Exercise requirements: Can you give everything from the start of the rows down to and including the line containing "[98,479,932,560]" as a JSON list of strings, one string per line, with blank lines and the pictures left out?

Raw records:

** Start **

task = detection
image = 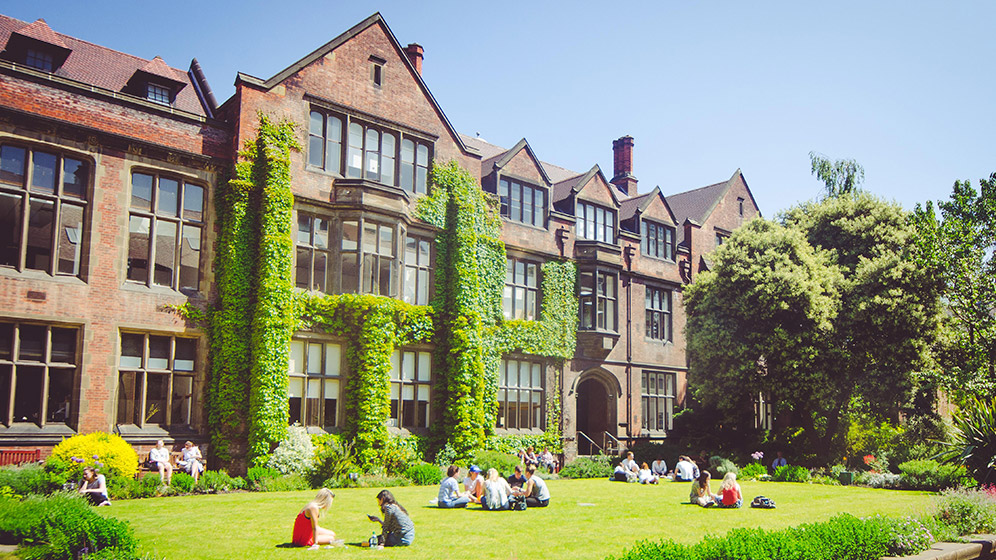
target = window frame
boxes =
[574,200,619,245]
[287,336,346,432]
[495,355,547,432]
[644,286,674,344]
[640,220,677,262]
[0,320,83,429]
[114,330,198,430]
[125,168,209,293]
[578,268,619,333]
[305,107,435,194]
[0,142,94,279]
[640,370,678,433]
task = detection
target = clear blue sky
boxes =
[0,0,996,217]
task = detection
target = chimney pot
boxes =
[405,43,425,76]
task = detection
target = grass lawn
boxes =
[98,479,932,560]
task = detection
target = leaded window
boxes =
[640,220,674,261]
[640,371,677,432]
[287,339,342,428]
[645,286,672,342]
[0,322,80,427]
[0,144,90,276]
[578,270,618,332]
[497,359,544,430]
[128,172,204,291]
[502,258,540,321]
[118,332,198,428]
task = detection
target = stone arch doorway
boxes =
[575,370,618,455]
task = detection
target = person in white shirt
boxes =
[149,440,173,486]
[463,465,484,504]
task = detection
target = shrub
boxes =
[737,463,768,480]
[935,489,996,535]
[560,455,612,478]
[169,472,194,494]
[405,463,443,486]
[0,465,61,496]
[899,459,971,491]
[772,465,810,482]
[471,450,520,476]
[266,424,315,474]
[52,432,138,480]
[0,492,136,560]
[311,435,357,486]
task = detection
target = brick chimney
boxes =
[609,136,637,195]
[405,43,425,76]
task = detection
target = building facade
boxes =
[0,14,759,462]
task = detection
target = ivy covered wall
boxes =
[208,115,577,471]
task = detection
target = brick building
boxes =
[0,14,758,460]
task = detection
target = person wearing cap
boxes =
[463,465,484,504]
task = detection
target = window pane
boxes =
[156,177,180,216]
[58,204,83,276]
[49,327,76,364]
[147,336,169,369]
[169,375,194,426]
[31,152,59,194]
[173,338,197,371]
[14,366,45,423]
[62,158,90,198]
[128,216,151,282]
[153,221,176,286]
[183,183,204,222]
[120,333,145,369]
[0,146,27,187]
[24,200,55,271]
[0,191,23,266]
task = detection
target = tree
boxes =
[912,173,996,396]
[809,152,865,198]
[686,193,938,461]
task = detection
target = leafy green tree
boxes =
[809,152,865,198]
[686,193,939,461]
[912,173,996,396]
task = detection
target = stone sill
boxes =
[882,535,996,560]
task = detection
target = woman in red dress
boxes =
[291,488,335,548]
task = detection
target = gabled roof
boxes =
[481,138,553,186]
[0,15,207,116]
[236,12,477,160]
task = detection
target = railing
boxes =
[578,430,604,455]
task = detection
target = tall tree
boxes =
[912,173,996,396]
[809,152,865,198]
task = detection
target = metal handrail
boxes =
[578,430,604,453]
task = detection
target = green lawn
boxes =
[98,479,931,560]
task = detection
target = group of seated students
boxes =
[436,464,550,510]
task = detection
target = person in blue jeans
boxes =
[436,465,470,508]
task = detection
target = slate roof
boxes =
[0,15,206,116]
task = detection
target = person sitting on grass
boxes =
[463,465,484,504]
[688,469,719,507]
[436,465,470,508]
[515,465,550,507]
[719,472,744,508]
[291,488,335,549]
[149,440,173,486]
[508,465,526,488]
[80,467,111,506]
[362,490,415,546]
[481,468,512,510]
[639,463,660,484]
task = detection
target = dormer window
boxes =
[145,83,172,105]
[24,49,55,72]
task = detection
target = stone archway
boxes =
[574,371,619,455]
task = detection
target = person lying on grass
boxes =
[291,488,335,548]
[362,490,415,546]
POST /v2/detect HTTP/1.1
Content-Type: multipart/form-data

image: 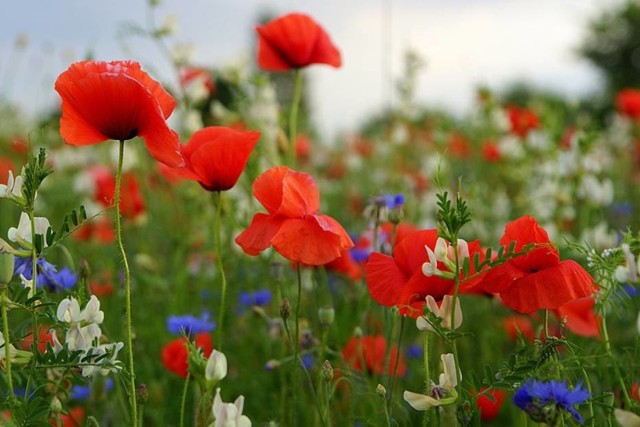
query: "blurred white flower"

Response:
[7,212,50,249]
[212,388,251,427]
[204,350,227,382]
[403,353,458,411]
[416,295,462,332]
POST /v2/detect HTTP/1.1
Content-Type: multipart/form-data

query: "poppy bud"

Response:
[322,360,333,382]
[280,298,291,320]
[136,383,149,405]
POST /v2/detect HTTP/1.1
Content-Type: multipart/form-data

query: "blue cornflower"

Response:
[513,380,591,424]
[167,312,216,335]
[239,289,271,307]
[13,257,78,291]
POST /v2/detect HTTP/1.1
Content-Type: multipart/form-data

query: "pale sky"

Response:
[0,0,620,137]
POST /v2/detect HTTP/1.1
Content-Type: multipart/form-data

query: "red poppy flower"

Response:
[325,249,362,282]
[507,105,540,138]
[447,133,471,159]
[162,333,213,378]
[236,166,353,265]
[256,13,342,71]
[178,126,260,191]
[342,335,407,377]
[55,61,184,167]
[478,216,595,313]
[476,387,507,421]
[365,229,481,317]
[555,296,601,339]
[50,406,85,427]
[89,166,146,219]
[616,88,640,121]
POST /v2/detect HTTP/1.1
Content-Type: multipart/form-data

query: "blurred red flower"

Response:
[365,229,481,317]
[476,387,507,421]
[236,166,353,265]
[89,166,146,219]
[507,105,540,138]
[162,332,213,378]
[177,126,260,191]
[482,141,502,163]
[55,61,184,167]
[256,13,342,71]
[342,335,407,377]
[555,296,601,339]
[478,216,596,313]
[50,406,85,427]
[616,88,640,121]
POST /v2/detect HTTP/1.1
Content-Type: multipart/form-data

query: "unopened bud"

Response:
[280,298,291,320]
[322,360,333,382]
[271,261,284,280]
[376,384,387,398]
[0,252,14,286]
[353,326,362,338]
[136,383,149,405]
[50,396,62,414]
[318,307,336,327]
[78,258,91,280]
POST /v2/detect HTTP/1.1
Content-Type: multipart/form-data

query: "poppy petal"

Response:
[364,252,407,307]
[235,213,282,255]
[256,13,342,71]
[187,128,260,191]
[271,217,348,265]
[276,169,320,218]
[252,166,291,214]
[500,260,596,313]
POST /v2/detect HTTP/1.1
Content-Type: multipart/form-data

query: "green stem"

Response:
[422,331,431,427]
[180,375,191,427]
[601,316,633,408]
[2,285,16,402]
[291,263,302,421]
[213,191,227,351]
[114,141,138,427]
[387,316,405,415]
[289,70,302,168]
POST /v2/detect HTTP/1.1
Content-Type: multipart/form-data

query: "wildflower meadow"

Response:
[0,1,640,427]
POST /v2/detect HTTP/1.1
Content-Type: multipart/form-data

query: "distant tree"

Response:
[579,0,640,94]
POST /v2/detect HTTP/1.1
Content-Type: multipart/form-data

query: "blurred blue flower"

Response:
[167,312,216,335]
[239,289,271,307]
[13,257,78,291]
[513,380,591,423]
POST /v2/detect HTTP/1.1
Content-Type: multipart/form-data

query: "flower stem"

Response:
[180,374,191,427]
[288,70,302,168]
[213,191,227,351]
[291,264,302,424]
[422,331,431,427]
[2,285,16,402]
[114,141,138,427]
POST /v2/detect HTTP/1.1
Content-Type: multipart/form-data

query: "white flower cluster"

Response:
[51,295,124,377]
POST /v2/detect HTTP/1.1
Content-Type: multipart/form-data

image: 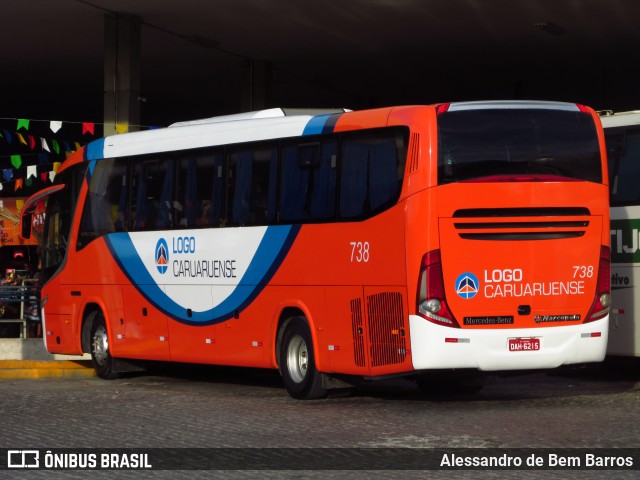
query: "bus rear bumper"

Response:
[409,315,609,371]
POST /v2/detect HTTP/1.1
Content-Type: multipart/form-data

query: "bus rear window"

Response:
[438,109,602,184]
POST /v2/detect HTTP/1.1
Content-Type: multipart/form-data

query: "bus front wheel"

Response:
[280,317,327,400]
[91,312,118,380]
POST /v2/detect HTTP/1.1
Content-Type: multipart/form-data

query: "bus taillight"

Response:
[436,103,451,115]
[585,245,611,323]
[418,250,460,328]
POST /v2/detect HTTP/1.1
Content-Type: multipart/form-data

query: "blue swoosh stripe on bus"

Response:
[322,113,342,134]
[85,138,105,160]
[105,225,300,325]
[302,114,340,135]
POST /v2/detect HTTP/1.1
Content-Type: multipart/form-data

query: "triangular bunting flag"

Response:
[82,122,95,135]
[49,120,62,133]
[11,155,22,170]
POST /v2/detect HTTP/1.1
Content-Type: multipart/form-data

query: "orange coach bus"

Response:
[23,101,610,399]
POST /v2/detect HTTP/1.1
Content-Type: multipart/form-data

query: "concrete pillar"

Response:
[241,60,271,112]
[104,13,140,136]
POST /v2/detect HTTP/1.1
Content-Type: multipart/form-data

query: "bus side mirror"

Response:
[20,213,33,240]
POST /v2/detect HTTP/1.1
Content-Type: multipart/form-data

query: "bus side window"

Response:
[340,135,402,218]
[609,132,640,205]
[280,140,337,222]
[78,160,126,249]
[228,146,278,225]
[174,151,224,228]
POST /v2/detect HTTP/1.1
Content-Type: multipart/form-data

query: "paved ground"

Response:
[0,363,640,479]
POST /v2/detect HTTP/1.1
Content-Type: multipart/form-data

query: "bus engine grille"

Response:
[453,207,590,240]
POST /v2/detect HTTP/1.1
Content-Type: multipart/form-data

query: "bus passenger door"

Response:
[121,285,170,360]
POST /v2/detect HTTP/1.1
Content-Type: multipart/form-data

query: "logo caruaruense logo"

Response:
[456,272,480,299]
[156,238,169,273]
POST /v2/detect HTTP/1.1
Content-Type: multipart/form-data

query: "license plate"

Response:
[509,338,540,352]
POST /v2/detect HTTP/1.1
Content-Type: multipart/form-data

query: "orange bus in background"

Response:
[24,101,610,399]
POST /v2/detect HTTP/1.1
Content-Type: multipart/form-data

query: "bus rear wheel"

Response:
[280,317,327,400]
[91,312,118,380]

** End **

Output for this exercise:
[
  "task = detection",
  "image = ",
  "target = window frame",
  "boxes =",
  "[574,200,619,245]",
  "[287,336,346,432]",
  "[495,355,547,432]",
  "[644,286,674,344]",
  "[640,220,677,262]",
  "[0,320,83,429]",
  "[114,330,198,430]",
  "[125,168,209,293]",
  "[578,268,619,333]",
  "[305,107,435,194]",
  "[0,142,94,279]",
  "[640,370,678,433]",
  "task = detection",
  "target = clear blue sky",
  "boxes =",
  "[0,0,996,217]",
  "task = detection",
  "target = chimney pot",
  "boxes =",
  "[405,43,425,76]",
  "task = detection",
  "target = grass lawn",
  "boxes =",
  "[98,479,932,560]"
]